### EXERCISE DETAILS
Copy everything in the listing below word for word, apart from any images.

::::

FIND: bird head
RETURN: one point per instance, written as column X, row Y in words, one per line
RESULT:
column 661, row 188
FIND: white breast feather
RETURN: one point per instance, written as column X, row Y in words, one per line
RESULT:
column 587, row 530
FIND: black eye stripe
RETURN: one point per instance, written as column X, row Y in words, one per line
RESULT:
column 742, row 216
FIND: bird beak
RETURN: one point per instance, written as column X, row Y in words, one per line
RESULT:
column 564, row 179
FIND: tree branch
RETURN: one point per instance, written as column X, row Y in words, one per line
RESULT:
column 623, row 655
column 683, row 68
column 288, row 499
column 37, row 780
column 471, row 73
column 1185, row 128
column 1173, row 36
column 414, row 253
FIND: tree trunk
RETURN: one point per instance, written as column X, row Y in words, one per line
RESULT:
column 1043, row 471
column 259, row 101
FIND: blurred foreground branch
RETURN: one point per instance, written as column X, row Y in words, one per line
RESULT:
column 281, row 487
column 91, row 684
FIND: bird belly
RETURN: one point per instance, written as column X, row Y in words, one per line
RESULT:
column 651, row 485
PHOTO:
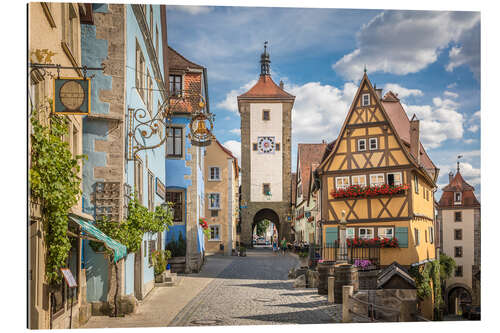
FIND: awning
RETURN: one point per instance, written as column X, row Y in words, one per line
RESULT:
column 119, row 250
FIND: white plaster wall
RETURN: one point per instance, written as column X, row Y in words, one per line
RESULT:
column 467, row 243
column 266, row 168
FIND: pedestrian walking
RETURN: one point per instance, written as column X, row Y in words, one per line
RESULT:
column 275, row 246
column 283, row 245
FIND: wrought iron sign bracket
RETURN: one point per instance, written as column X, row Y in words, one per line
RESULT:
column 58, row 67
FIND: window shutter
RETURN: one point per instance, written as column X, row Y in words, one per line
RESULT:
column 402, row 236
column 331, row 235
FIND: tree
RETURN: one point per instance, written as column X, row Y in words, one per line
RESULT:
column 262, row 227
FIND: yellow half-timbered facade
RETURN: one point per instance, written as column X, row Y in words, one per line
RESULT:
column 380, row 178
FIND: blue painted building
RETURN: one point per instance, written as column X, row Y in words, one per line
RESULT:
column 129, row 41
column 184, row 162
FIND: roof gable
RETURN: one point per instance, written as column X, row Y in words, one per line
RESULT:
column 177, row 61
column 266, row 88
column 307, row 155
column 364, row 85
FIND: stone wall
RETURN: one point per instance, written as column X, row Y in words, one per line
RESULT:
column 282, row 208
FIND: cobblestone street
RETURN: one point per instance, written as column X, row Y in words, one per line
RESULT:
column 255, row 290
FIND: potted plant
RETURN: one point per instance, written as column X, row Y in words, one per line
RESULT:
column 243, row 251
column 303, row 256
column 160, row 260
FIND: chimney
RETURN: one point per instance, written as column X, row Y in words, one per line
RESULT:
column 415, row 138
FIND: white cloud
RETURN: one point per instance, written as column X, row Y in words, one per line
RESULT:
column 235, row 147
column 319, row 110
column 438, row 122
column 236, row 131
column 450, row 94
column 473, row 128
column 193, row 10
column 402, row 91
column 403, row 42
column 230, row 102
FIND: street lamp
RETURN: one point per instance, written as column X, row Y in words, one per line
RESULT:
column 343, row 238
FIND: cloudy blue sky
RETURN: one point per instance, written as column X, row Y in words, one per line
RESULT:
column 430, row 58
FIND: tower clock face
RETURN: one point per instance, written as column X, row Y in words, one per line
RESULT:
column 265, row 144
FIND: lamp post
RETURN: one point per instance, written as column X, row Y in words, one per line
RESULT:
column 343, row 238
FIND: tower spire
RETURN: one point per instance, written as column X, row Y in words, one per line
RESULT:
column 458, row 162
column 265, row 61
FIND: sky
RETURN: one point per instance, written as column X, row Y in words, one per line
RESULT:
column 431, row 59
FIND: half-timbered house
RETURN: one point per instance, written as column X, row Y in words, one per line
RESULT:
column 380, row 179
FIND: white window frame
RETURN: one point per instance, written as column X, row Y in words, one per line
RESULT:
column 364, row 237
column 359, row 144
column 343, row 185
column 358, row 177
column 400, row 178
column 382, row 232
column 363, row 96
column 377, row 183
column 210, row 174
column 213, row 239
column 210, row 201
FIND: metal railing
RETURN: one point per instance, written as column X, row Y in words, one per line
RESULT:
column 334, row 252
column 374, row 312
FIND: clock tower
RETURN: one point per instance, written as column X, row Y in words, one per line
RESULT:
column 266, row 138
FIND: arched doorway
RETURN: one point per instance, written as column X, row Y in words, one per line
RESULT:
column 269, row 215
column 458, row 296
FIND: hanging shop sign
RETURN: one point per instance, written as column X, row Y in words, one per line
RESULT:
column 69, row 278
column 160, row 189
column 71, row 95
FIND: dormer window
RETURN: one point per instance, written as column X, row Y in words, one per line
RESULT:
column 361, row 144
column 373, row 143
column 365, row 100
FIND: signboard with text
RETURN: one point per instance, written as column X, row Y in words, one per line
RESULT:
column 71, row 96
column 69, row 278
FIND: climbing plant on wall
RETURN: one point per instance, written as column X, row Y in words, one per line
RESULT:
column 139, row 221
column 55, row 185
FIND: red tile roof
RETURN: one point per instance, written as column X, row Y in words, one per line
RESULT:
column 458, row 184
column 309, row 154
column 401, row 123
column 266, row 88
column 177, row 61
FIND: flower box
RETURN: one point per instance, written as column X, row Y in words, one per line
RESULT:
column 374, row 242
column 355, row 191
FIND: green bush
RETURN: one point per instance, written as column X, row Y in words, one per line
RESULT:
column 177, row 248
column 160, row 259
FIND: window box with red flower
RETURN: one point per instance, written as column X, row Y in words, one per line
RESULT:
column 373, row 242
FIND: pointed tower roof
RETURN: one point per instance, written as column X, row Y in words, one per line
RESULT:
column 265, row 88
column 458, row 184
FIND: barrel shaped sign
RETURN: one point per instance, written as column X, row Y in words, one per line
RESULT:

::::

### REPLY TO THE TASK
FIND: bird head
RETURN: one point per instance, written as column X, row Y in words, one per line
RESULT:
column 661, row 188
FIND: white breast feather
RETURN: one point per instance, written as column X, row Y in words, one per line
RESULT:
column 587, row 530
FIND: black eye stripe
RETURN: one point per instance, written as column X, row Y in words, one per line
RESULT:
column 742, row 216
FIND: bird beak
RETURN: one point per instance, written as column X, row Y in words, one per line
RESULT:
column 564, row 179
FIND: tree branch
RETURN: one point per instance, written as column X, row Y in words, one per line
RESULT:
column 623, row 655
column 683, row 68
column 288, row 499
column 37, row 780
column 471, row 73
column 1185, row 128
column 1173, row 36
column 414, row 253
FIND: tree trunk
RETURN: one point per instance, written as column X, row Y in words, one per line
RESULT:
column 1043, row 471
column 259, row 101
FIND: blurred foreground branch
RETURN: one point per instance, written as column X, row Y in words, one per line
RESULT:
column 281, row 487
column 91, row 684
FIND: bird belly
RETURN: one point per instance, written as column X, row Y in words, one per line
RESULT:
column 651, row 485
PHOTO:
FIND: awning
RETURN: one point per instance, written as column X, row Y in words, one per line
RESULT:
column 119, row 250
FIND: white plaster wall
RETURN: one point per instance, written as column X, row Y in words, one per line
RESULT:
column 467, row 243
column 266, row 168
FIND: pedestrian walking
RETURN: one point per instance, written as column X, row Y in words, one per line
RESULT:
column 275, row 246
column 283, row 245
FIND: wrought iron sign bracket
RETURN: one point per instance, written as column X, row Y in words, one per line
RESULT:
column 58, row 67
FIND: window shutter
RETURN: one point per instance, written as column X, row Y in words, one per line
RESULT:
column 402, row 236
column 331, row 235
FIND: tree
RETURN: one point per instance, written as column X, row Y in words, one per line
RESULT:
column 262, row 227
FIND: yellow half-timbered facade
RETURN: one point per instance, written as column X, row Y in words, one per line
RESULT:
column 380, row 178
FIND: blue painted building
RETURN: one point per instance, written as column X, row Y in words, one per line
RESULT:
column 129, row 41
column 184, row 162
FIND: roof gable
RETURN: one point per instance, written as column X, row Y in words, one per line
RESULT:
column 177, row 61
column 266, row 88
column 307, row 155
column 364, row 85
FIND: stone wall
RETURN: one point per instance, written as column X, row Y in words, one per line
RESULT:
column 282, row 208
FIND: cobblestone street
RETURN: one point per instance, written as column X, row Y in words, one per line
RESULT:
column 255, row 290
FIND: potted plant
RETURN: one point per instance, written as column X, row Y in words, one per line
RESULT:
column 243, row 251
column 303, row 256
column 160, row 260
FIND: chimney
RETURN: one point per instance, written as column X, row Y in words, one per line
RESULT:
column 415, row 138
FIND: white cloud
RETURN: one point per instance, written as column X, row Y in words, one per line
RESULT:
column 235, row 147
column 319, row 110
column 438, row 122
column 236, row 131
column 450, row 94
column 473, row 128
column 193, row 10
column 402, row 91
column 403, row 42
column 230, row 102
FIND: street lamp
RETURN: one point per instance, written as column X, row Y in words, one per line
RESULT:
column 343, row 238
FIND: cloudy blue sky
RETURN: one point per instance, written as column X, row Y in words, one per line
RESULT:
column 430, row 58
FIND: tower clock face
RETURN: one point per instance, written as column X, row Y in words, one per line
RESULT:
column 265, row 144
FIND: lamp post
RETURN: one point per instance, written as column X, row Y in words, one per line
RESULT:
column 343, row 238
FIND: tower spire
RETURN: one point per instance, written as column X, row Y in words, one per line
RESULT:
column 458, row 162
column 265, row 61
FIND: sky
RETURN: one point per instance, written as column X, row Y in words, one per line
RESULT:
column 431, row 59
FIND: half-timbered house
RETURN: one point per instance, written as column X, row Y in words, one per line
RESULT:
column 380, row 179
FIND: white window frame
RETURN: one point per instance, written as column X, row Y in words, one per line
RESULT:
column 364, row 237
column 359, row 144
column 343, row 185
column 358, row 177
column 400, row 178
column 382, row 232
column 363, row 96
column 377, row 183
column 210, row 174
column 213, row 239
column 210, row 201
FIND: metal railing
RETURN: one point per instance, written as column X, row Y in words, one per line
RESULT:
column 334, row 252
column 374, row 312
FIND: clock tower
RETURN: one point per instance, written as column X, row Y in words, one per line
RESULT:
column 266, row 138
FIND: arched doorway
RETURN: one point per instance, written as column X, row Y in words, one per line
RESULT:
column 269, row 215
column 458, row 296
FIND: hanging shop sign
RETURN: one point per instance, written as column X, row Y in words, one per line
RESULT:
column 69, row 278
column 160, row 189
column 71, row 95
FIND: dormer window
RETURN: one point per instance, written as column X, row Y in words, one per line
RESULT:
column 361, row 144
column 373, row 143
column 365, row 100
FIND: signboard with text
RETURN: one point per instance, written as column X, row Y in words, one per line
RESULT:
column 71, row 96
column 69, row 278
FIND: climbing plant on wall
RETURN: one point per instance, written as column X, row Y in words, one per line
RESULT:
column 139, row 221
column 55, row 185
FIND: red tile roof
RETURN: one point per instance, written as column X, row Y in words, one per line
RESULT:
column 458, row 184
column 309, row 154
column 401, row 123
column 266, row 88
column 177, row 61
FIND: flower box
RETURN: one point per instance, written as column X, row Y in words, one per line
RESULT:
column 374, row 242
column 355, row 191
FIND: green bush
RETURN: one point per instance, written as column X, row Y in words, one per line
RESULT:
column 177, row 248
column 160, row 259
FIND: window box with red flower
RETURN: one point per instance, written as column X, row Y in words, one per line
RESULT:
column 373, row 242
FIND: pointed tower roof
RETURN: one point per instance, written as column X, row Y in words, one per line
RESULT:
column 265, row 88
column 458, row 184
FIND: barrel shaped sign
RETURN: one point per instance, written as column X, row Y in words, one per line
RESULT:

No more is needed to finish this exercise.